TEXT |

====

Cape Gazette

Healthy picnic fare is on the menu

By Kim Westcott, MS, RD, LDN, CSO | Jun 24, 2014
Source: Submitted Kim Westcott

Summer is the time for enjoying the outdoors. Hot sunny days make it the perfect time of year to have a picnic, but don’t forget about nutrition when packing your picnic basket.

Pack your picnic basket

Start with whole grain breads, rolls, wraps or pitas for sandwiches. Plant-based sandwich fillings include hummus, seasonal vegetables, avocado, beans, baked tofu, falafel, grilled eggplant and portabella mushrooms. For non-plant choices, choose leaner meats, white meat chicken or turkey, tuna, or low-fat or reduced-fat cheeses. Peanut butter is always a favorite and does not require refrigeration.

Boost your vegetable intake by adding cut-up tomatoes, green peppers, cucumbers, or onions. When choosing a condiment, it is best to either use less mayonnaise or a lower-fat version of it. Consider trying an alternative to mayonnaise, such as plain yogurt, hummus, olive oil, or pesto. Mustard and salsa are fat-free alternatives.

Make salads using whole grains. Some options include whole-grain pasta, brown rice, couscous, quinoa, and bulgur. Add more seasonal vegetables like red, green and yellow peppers, tomatoes, cucumbers, onions, and green and yellow squash. Increase fiber by tossing in some beans, nuts, seeds and fresh or dried fruit. Be aware that the salad dressing, whether it be mayonnaise- or oil-based, can be high in calories. Use less dressing or a lower-fat version and watch portion sizes.

Satisfy a sweet tooth with fresh fruit, which can help replenish fluids when out in the hot sun. Fig bars, vanilla wafers, graham crackers and animal crackers are alternatives to richer, higher-calorie cakes and cookies. Cakes, cookies and brownies can be made at home with fewer calories, and less sugar and fat.

Quench your thirst with lower-calorie beverages rather than sweetened ones. Water is the best, and always make sure to have plenty available.

One last thing: Keep food safety in mind. Don’t ruin your day by getting sick from spoiled food. Pack perishable foods in coolers with enough ice or frozen gel packs to keep the temperature of the cooler below 40 degrees. Pack the most perishable foods closest to the ice. Make sure all cooked foods are completely chilled before packing. Leftover foods need to go back into the cooler immediately. Bacteria can begin to grow within an hour or two if food is out of its proper temperature zone.

Summer is here for such a short time, so let’s enjoy it while we can. Pack your picnic basket and cooler now and head for the beach, state park, Little League field, backyard or wherever the sun beckons you. If you are planning on being in the sun for any length of time, protect skin by using sunscreen and wearing the appropriate clothing, sunglasses and a wide-brimmed hat.

Kim Westcott, MS, RD, LDN, CSO, has been a registered dietitian at Beebe Healthcare since September 1993, working in a variety of positions supporting the nutritional needs of customers in the school-based wellness centers, outpatient facilities, inpatients and those attending community events.

====

MATERIAL SUPPLIED |
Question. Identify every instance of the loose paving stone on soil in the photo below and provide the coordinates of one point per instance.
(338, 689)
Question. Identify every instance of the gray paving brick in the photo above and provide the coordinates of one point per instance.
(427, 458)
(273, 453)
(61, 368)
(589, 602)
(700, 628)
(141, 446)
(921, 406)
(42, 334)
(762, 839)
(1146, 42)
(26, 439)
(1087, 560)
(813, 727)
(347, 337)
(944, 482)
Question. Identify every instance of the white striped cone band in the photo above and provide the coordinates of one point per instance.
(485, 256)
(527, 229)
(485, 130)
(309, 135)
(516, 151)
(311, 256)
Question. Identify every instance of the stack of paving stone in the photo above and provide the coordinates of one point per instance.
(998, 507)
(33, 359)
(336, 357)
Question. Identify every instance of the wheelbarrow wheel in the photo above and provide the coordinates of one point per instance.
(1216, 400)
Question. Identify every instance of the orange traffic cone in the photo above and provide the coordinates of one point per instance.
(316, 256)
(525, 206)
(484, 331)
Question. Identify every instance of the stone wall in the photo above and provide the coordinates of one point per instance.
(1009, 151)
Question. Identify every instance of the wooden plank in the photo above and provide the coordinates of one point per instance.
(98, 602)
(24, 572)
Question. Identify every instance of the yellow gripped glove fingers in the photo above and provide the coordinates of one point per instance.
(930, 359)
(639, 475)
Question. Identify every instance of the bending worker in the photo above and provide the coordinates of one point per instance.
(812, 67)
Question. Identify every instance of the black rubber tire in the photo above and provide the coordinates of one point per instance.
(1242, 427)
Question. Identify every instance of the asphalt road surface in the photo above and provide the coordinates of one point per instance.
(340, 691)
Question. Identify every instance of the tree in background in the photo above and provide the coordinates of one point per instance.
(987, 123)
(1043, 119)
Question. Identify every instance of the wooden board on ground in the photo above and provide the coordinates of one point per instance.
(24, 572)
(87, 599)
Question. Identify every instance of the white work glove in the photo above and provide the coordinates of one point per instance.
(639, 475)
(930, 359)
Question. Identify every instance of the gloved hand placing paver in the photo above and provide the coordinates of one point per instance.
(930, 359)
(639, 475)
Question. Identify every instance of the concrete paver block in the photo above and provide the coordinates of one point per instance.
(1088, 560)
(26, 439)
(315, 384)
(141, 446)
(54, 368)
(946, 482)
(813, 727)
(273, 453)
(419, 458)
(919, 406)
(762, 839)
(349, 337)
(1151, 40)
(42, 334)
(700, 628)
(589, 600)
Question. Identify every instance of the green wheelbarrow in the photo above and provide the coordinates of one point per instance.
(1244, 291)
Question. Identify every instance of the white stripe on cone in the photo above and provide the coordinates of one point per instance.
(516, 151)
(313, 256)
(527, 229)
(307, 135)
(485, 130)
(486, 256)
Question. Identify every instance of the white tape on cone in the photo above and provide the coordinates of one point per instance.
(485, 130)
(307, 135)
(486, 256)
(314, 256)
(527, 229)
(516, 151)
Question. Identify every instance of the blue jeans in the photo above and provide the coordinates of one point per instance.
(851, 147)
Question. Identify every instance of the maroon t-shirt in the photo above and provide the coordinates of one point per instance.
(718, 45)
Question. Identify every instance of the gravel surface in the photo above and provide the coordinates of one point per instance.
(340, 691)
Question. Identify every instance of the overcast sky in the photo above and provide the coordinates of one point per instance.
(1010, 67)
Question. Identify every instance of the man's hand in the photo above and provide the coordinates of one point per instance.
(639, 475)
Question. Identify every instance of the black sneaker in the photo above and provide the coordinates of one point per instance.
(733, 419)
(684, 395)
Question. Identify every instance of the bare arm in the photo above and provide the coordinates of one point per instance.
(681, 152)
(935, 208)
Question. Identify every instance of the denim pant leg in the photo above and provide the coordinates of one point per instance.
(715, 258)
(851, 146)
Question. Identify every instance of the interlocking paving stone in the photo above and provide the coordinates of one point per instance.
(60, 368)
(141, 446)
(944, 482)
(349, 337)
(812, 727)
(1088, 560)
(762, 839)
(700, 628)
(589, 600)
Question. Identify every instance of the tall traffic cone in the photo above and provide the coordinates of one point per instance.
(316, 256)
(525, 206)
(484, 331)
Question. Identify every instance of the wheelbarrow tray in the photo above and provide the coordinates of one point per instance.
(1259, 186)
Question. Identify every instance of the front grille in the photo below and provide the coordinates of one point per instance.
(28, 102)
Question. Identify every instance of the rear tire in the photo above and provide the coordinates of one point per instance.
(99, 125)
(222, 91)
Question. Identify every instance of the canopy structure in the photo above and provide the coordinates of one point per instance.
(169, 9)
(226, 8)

====

WORK INSTRUCTIONS |
1 > Using only the picnic article, decide whether each statement below matches it, and answer yes or no for each with the deciding words of the article quoted. (a) Peanut butter has to be kept cold. (b) Mustard and salsa contain no fat. (c) The cooler should be kept below 40 degrees.
2 > Reproduce the picnic article word for word from "Satisfy a sweet" to "have plenty available.".

ANSWERS TO THE EXERCISES |
1 >
(a) No: "Peanut butter is always a favorite and does not require refrigeration."
(b) Yes: "Mustard and salsa are fat-free alternatives."
(c) Yes: "keep the temperature of the cooler below 40 degrees"

2 >
Satisfy a sweet tooth with fresh fruit, which can help replenish fluids when out in the hot sun. Fig bars, vanilla wafers, graham crackers and animal crackers are alternatives to richer, higher-calorie cakes and cookies. Cakes, cookies and brownies can be made at home with fewer calories, and less sugar and fat.

Quench your thirst with lower-calorie beverages rather than sweetened ones. Water is the best, and always make sure to have plenty available.